### POTONGAN TEKS
---

Sejarah Sikap Manusia Menghadapi Gerhana
Terjadi Gerhana Di negeri Cina, dahulu orang percaya bahwa gerhana
terjadi karena seekor naga langit membanjiri sungai dengan darah lalu
menelannya. Itu sebabnya orang Cina menyebut gerhana sebagai “chih” yang
artinya “memakan”.
Terjadi Gerhana Di Jepang, dahulu orang percaya bahwa gerhana
terjadi karena ada racun yang disebarkan ke bumi. Untuk menghindari air di bumi
terkontaminasi oleh racun tersebut, maka orang-orang menutupi sumur-sumur
mereka.
Di Indonesia, khususnya Jawa, dahulu orang-orang
menganggap bahwa gerhana bulan terjadi karena Batara Kala alias raksasa jahat,
memakan bulan. Mereka kemudian beramai-ramai memukul kentongan pada saat
gerhana untuk menakut-nakuti dan mengusir Batara Kala.
Bagi orang-orang suku Quraisy Arab dahulu, gerhana
bulan dikaitkan dengan kejadian-kejadian tertentu, seperti adanya kematian atau
kelahiran seseorang.
Di zaman Rasulullah pun, ketika terjadi gerhana
matahari yang bersamaan dengan meninggalnya putra Rasul yang bernama Ibrahim,
sebagian orang masih menganggap terjadinya gerhana itu karena kematian putra
beliau.
Semua kepercayaan itu tak lain adalah mitos atau
takhayul yang karena pengetahuan masyarakat tentang alam, khusunya bumi,
matahari dan rembulan belum cukup memadai. Sebagian dari mereka bahkan masih
memgang kepercayaan yang disebut animisme dan dinamisme. Lalu bagaimanakah
Islam memandang fenomena gerhana ini ?
Peristiwa Gerhana Pada Zaman Rosulullah
Kepercayaan-kepercayaan yang disebutkan sebelum ini
diluruskan oleh Rasulullah. Dalam Islam, gerhana bulan atau matahari adalah
bentuk keagungan Allah sebagai Maha Pencipta, sebagaimana yang dikatakan
Rasulullah :
“Sesungguhnya
matahari dan bulan adalah dua tanda di antara tanda-tanda Allah. Gerhana ini
tidak terjadi karena kematian seseorang atau lahirnya seseorang. Jika kalian
melihat gerhana tersebut, maka lakukanlah shalat gerhana.” (Shahih Bukhari,
1042).
Rasulullah bersabda dalam hadits lain
“Sesungguhnya matahari dan bulan tidak mengalami
gerhana karena terkait kematian seseorang atau lahirnya seseorang. Jika kalian
melihat gerhana tersebut, maka berdzikirlah, bertakbirlah, lakukanlah shalat
dan bersedekahlah.” (Shahih
Bukhari, 1044).

---

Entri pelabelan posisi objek
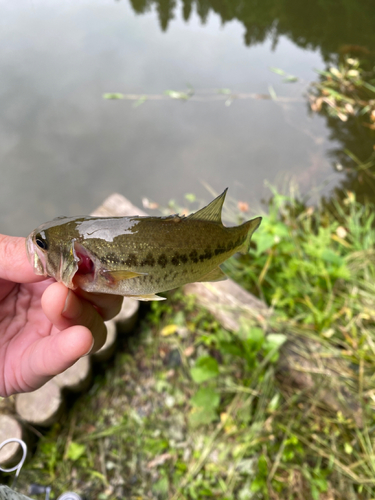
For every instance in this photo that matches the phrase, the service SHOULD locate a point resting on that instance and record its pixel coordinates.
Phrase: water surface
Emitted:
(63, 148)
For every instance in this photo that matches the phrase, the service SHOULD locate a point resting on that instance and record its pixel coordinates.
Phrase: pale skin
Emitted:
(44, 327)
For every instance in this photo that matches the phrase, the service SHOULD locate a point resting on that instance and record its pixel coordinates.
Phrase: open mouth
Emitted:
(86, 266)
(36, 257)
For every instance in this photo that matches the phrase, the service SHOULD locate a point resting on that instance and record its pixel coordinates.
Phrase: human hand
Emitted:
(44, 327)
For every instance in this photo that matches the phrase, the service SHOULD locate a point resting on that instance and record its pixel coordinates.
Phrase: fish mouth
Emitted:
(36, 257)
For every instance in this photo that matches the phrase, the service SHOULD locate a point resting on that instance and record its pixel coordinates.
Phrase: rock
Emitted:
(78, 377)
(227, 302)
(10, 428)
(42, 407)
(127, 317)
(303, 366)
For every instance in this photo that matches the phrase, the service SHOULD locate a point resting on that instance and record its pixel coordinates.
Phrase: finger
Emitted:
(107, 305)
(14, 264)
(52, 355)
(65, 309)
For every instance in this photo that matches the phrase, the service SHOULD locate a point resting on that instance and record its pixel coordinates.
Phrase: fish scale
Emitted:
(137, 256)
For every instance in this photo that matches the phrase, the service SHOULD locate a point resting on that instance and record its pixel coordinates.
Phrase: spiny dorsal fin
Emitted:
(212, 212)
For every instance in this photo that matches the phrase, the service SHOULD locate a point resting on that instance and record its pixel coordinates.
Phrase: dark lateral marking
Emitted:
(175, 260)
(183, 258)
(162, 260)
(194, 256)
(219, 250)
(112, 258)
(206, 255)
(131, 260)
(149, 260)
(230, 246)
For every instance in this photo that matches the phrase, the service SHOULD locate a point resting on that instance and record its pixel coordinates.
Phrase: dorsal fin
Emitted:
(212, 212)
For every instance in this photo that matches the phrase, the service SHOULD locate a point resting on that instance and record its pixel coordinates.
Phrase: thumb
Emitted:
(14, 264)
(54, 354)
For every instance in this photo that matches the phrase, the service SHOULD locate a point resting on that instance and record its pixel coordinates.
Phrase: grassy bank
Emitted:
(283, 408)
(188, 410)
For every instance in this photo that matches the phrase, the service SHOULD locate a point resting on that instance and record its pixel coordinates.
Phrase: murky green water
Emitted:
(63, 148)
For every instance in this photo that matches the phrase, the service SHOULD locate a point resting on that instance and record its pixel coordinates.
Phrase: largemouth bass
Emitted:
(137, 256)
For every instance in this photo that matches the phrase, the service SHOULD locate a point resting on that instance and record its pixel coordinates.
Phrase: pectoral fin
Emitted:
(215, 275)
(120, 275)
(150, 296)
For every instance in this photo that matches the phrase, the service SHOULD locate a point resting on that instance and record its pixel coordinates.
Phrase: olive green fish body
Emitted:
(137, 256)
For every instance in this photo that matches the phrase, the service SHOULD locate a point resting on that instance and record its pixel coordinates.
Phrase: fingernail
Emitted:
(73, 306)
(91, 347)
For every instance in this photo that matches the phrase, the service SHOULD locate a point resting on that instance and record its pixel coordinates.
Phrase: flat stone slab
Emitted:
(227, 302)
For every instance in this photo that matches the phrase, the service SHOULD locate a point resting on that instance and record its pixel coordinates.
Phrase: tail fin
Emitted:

---

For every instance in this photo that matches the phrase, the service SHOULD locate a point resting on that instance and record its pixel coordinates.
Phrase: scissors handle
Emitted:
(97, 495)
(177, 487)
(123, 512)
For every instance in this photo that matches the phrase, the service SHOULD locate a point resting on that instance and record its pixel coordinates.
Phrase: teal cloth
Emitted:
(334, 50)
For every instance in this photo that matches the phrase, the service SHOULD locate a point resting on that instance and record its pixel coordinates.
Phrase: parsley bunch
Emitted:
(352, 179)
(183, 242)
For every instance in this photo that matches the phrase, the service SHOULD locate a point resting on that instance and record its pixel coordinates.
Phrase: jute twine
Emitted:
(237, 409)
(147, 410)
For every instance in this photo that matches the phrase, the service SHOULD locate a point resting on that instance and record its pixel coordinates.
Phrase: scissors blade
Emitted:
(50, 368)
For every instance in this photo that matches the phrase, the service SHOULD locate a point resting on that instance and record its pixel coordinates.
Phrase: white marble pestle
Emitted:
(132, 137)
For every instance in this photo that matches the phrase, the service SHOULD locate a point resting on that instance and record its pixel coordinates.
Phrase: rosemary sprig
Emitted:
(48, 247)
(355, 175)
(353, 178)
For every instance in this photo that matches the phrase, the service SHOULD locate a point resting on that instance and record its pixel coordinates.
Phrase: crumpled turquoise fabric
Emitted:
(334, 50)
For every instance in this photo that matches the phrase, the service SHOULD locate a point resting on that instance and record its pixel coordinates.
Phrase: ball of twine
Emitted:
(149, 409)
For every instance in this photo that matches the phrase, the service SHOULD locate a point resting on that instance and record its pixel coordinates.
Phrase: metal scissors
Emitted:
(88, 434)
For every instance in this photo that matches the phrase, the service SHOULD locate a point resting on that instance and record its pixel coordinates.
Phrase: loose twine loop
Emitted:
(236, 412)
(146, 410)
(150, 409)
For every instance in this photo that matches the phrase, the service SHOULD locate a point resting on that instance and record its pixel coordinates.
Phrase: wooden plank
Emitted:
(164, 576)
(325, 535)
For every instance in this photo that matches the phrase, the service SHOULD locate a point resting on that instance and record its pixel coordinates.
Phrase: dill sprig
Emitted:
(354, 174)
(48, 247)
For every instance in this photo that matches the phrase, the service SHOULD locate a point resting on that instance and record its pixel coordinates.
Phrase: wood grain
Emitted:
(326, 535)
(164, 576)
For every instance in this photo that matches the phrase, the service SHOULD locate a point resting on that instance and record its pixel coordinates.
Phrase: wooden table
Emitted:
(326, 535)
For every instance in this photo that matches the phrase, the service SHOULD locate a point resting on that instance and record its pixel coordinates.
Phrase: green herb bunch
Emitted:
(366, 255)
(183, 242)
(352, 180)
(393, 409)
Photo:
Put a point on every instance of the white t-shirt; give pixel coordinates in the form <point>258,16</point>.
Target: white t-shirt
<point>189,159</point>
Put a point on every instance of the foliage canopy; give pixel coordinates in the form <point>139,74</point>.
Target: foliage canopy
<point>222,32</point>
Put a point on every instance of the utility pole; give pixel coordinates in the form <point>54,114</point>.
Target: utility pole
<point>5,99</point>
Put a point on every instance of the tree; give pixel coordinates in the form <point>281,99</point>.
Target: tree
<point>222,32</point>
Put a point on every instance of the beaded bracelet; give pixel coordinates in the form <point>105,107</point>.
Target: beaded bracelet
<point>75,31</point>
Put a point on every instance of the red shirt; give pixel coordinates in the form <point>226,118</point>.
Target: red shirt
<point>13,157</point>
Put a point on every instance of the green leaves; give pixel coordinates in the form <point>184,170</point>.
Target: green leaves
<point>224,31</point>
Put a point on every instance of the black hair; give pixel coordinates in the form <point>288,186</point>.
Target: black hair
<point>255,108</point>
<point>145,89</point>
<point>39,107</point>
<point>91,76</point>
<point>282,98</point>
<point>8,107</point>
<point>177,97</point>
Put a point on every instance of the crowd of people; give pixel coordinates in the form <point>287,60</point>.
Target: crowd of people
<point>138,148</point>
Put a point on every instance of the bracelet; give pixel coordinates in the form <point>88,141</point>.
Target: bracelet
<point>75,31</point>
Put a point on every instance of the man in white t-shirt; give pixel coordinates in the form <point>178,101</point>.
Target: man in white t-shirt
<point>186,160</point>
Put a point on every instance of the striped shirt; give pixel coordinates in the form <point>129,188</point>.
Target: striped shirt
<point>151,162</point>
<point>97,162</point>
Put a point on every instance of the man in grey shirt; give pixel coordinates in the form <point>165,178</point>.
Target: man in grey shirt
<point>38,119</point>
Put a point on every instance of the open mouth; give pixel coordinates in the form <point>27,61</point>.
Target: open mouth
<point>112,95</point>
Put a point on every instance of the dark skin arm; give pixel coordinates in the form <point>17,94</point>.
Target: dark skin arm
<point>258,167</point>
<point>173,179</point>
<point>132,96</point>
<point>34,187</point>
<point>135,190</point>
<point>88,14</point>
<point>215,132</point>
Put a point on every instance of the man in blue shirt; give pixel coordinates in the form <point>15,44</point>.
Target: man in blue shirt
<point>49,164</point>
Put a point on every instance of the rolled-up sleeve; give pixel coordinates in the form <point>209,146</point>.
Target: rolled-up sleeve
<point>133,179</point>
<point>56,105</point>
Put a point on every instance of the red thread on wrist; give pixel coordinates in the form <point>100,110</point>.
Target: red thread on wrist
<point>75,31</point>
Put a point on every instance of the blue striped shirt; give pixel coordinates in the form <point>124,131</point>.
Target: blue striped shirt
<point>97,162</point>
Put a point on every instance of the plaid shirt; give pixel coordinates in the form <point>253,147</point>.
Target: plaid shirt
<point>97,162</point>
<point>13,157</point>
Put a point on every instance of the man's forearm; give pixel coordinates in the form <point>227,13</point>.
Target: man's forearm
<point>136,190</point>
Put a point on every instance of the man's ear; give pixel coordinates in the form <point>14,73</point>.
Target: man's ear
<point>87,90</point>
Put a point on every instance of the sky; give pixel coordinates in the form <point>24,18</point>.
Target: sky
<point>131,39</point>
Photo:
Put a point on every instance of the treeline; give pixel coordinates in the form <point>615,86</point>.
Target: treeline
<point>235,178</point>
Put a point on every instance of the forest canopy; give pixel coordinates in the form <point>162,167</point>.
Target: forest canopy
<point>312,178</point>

---

### SOAL LATIHAN
(a) Menurut teks tentang sikap manusia menghadapi gerhana, tindakan apa yang dilakukan orang Jepang dahulu agar air di bumi tidak terkontaminasi racun?
(b) Lanjutkan teks tentang sikap manusia menghadapi gerhana mulai dari bagian sesudah kalimat terakhirnya.

### JAWABAN
(a) Mereka menutupi sumur-sumur mereka.

(b)
TATACARA SHALAT GERHANA
Dari ‘Aisyah radhiyallahu ‘anha:
“Terjadi
gerhana matahari pada saat Nabi shallallahu ‘alaihi wa sallam masih hidup,
kemudian Beliau keluar menuju masjid untuk melaksanakan sholat, dan para
sahabat berdiri dibelakang Beliau membuat barisan shof sholat, lalu Beliau
bertakbir dan membaca surat yang panjang, kemudian bertakbir dan ruku’ dengan
ruku’ yang lama, lalu bangun dan mengucapkan : ‘sami’allahu liman hamidah’.
Kemudian bangkit dari ruku’ dan tidak dilanjutkan dengan sujud, lalu membaca
lagi dengan surat yang panjang yang bacaannya lebih singkat dari bacaan yang
pertama tadi. Kemudian bertakbir, lantas ruku’ sambil memanjangkannya, yang
panjangnya lebih pendek dari ruku’ yang pertama. Lalu mengucapkan :
‘sami’allahu liman hamidah, Rabbanaa wa lakal hamd’, kemudian sujud. Beliau melakukan
pada raka’at yang terakhir seperti itu pula maka sempurnalah empat kali ruku’
pada empat kali sujud” (HR. Bukhori no. 1046, Muslim no. 2129).
Cara Solat Gerhana
Takbiratul ihram
Membaca do’a istiftah kemudian berta’awudz, dan
membaca surat Al Fatihah dilanjutkan membaca surat yang panjang.
Kemudian ruku’, dengan memanjangkan ruku’nya.
Kemudian bangkit dari ruku’ (i’tidal) sambil
mengucapkan ‘sami’allahu liman hamidah, rabbanaa wa lakal hamd’.
Setelah i’tidal ini tidak langsung sujud, namun
dilanjutkan dengan membaca surat Al Fatihah dan surat yang panjang. Berdiri
yang kedua ini lebih singkat dari yang pertama.
Kemudian ruku’ kembali (ruku’ kedua) yang panjangnya
lebih pendek dari ruku’ yang pertama.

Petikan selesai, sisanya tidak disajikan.